EXERCISE: Retype the material word for word, starting at the line that contains "outcrop --vertices whole-pixels" and ending with the last line of the material, including both.

# Start of INFORMATION SHOWN

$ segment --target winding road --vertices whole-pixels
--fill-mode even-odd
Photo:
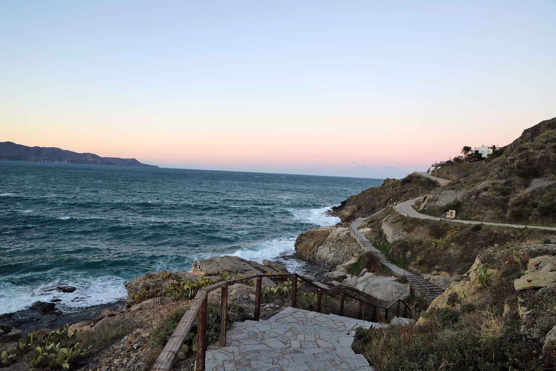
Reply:
[[[426,173],[425,173],[426,174]],[[444,180],[446,181],[449,180]],[[463,224],[484,224],[485,225],[497,225],[502,227],[511,227],[512,228],[531,228],[533,229],[543,229],[548,231],[556,231],[554,227],[541,227],[537,225],[525,225],[524,224],[508,224],[506,223],[493,223],[489,221],[475,221],[474,220],[462,220],[461,219],[451,219],[446,217],[438,217],[437,216],[431,216],[425,215],[416,211],[411,205],[418,200],[422,199],[424,196],[418,197],[415,199],[411,199],[403,202],[400,202],[395,207],[396,211],[402,215],[409,216],[411,217],[417,217],[420,219],[430,219],[431,220],[437,220],[439,221],[449,221],[453,223],[461,223]]]
[[[448,179],[443,179],[442,178],[438,178],[436,176],[433,176],[428,172],[425,172],[424,171],[415,171],[415,174],[417,174],[418,175],[420,175],[421,176],[424,176],[426,178],[432,179],[433,180],[436,180],[437,182],[440,184],[440,185],[446,185],[450,181],[451,181],[450,180],[448,180]]]

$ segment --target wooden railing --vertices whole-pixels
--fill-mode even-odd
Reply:
[[[174,363],[176,362],[176,358],[177,354],[185,338],[189,334],[191,327],[193,325],[195,318],[197,319],[197,357],[195,366],[196,371],[205,371],[205,356],[206,347],[206,332],[207,332],[207,297],[209,293],[220,289],[221,290],[220,296],[221,306],[221,319],[220,338],[219,339],[219,345],[222,347],[226,345],[226,312],[227,310],[227,298],[228,287],[230,285],[234,283],[245,281],[246,280],[256,280],[256,295],[255,297],[255,311],[254,318],[255,320],[258,321],[260,316],[261,310],[261,291],[262,281],[264,277],[269,278],[291,278],[291,306],[296,308],[297,305],[297,279],[309,284],[311,286],[316,288],[317,290],[316,311],[321,312],[321,303],[323,294],[327,293],[329,294],[340,294],[340,315],[344,315],[344,301],[346,298],[356,300],[359,302],[359,308],[358,318],[359,319],[363,318],[363,304],[366,304],[373,309],[373,321],[378,322],[379,316],[378,315],[378,309],[384,309],[385,310],[384,320],[385,321],[388,320],[389,311],[391,311],[392,307],[395,310],[396,315],[399,316],[401,313],[401,307],[403,306],[403,311],[405,317],[410,318],[411,317],[411,309],[406,303],[400,299],[398,299],[390,304],[388,306],[378,306],[368,301],[356,298],[353,295],[348,293],[345,290],[339,288],[329,288],[323,286],[322,284],[319,284],[308,279],[305,277],[300,276],[295,273],[285,273],[276,274],[259,274],[249,277],[244,277],[227,281],[222,281],[214,284],[206,288],[201,289],[195,295],[195,298],[189,304],[189,309],[185,313],[181,320],[178,324],[174,330],[172,335],[168,339],[166,345],[162,349],[160,354],[155,363],[151,367],[151,371],[170,371],[172,369]],[[355,290],[354,290],[355,291]],[[391,313],[393,313],[390,311]]]

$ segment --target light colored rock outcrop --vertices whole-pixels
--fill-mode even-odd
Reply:
[[[300,258],[311,261],[316,261],[319,248],[326,240],[335,226],[325,226],[309,229],[297,236],[295,239],[295,251]]]
[[[382,230],[388,242],[394,242],[408,236],[407,232],[404,232],[396,225],[390,222],[390,217],[386,216],[383,220]]]
[[[123,284],[127,290],[127,297],[126,298],[126,304],[129,308],[135,304],[134,299],[136,295],[139,294],[143,290],[146,290],[148,296],[155,295],[155,293],[159,292],[166,285],[172,281],[177,279],[195,280],[198,276],[187,272],[181,272],[172,270],[167,273],[166,276],[163,276],[161,272],[147,272],[142,276],[136,277],[129,282]]]
[[[337,227],[330,232],[326,240],[319,248],[315,259],[327,264],[342,264],[363,251],[350,234],[349,228]]]
[[[554,346],[556,346],[556,326],[553,327],[544,338],[544,345],[543,347],[543,350],[549,350]]]
[[[528,273],[514,281],[515,291],[556,285],[556,272]]]
[[[271,273],[289,273],[286,267],[281,265],[284,270],[277,270],[267,265],[260,264],[252,260],[246,260],[239,256],[212,256],[204,260],[196,260],[191,264],[190,273],[203,276],[218,276],[225,272],[229,273],[241,273],[247,276]],[[276,284],[269,278],[263,277],[262,286],[274,287]]]
[[[355,288],[384,301],[407,299],[411,285],[396,281],[395,277],[385,277],[366,273],[358,278]]]
[[[448,272],[438,272],[434,271],[430,274],[421,275],[423,278],[429,281],[435,286],[447,289],[451,285],[456,278],[460,277],[461,275],[451,275]]]
[[[556,256],[532,258],[525,274],[514,281],[516,291],[554,286],[556,286]]]
[[[448,296],[452,293],[456,293],[460,300],[466,303],[474,304],[482,301],[485,295],[488,295],[488,291],[479,281],[479,266],[481,264],[480,260],[476,258],[475,263],[467,271],[469,279],[452,283],[442,294],[433,300],[427,311],[433,308],[446,308]],[[495,269],[488,269],[486,273],[490,274],[490,280],[488,284],[496,285],[498,282],[499,272]]]

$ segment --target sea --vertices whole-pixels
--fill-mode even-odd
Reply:
[[[327,210],[383,180],[0,161],[0,314],[115,303],[126,281],[212,256],[291,255],[300,233],[340,221]],[[47,291],[61,285],[77,290]]]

# End of INFORMATION SHOWN

WRITTEN ANSWER:
$ segment --target light colored rock outcrop --vertices whole-pixels
--fill-mode even-odd
Reply:
[[[300,258],[311,261],[316,261],[319,248],[326,240],[335,226],[325,226],[309,229],[297,236],[295,239],[295,251]]]
[[[382,230],[388,242],[394,242],[408,236],[407,232],[404,232],[396,225],[390,222],[390,217],[386,216],[383,220]]]
[[[123,284],[127,290],[127,297],[126,298],[126,304],[129,308],[135,304],[134,299],[136,295],[139,294],[143,290],[146,290],[148,296],[155,295],[155,293],[159,292],[166,285],[172,281],[177,279],[195,280],[198,276],[187,272],[181,272],[172,270],[167,273],[166,276],[163,276],[161,272],[147,272],[142,276],[136,277],[129,282]]]
[[[337,227],[330,232],[326,240],[319,248],[315,259],[327,264],[342,264],[363,251],[350,234],[349,228]]]
[[[554,346],[556,346],[556,326],[553,327],[544,338],[544,345],[543,347],[543,350],[549,350]]]
[[[528,273],[514,281],[515,291],[556,285],[556,272]]]
[[[271,273],[289,273],[286,267],[281,265],[284,270],[277,270],[267,265],[260,264],[252,260],[246,260],[239,256],[212,256],[204,260],[196,260],[191,264],[190,273],[203,276],[218,276],[225,272],[229,273],[241,273],[247,276]],[[276,284],[269,278],[263,277],[262,286],[274,287]]]
[[[355,288],[384,301],[407,299],[411,285],[396,281],[395,277],[385,277],[366,273],[358,278]]]
[[[448,272],[438,272],[434,271],[430,274],[421,275],[423,278],[429,281],[435,286],[447,289],[451,285],[456,278],[460,277],[461,275],[451,275]]]
[[[556,256],[532,258],[525,274],[514,281],[516,291],[554,286],[556,286]]]
[[[448,296],[452,293],[456,293],[460,300],[466,303],[474,304],[482,301],[485,295],[488,295],[488,291],[479,281],[479,266],[481,264],[480,260],[476,258],[475,263],[467,271],[469,279],[452,283],[442,294],[433,300],[427,311],[433,308],[446,308]],[[495,269],[488,269],[486,273],[490,274],[490,280],[488,284],[496,285],[498,282],[499,272]]]

$ segment --target sea --vertices whole-pixels
--fill-mode even-odd
Reply:
[[[327,210],[383,180],[0,161],[0,314],[115,303],[126,281],[212,256],[291,255],[300,233],[340,221]],[[47,291],[61,285],[77,290]]]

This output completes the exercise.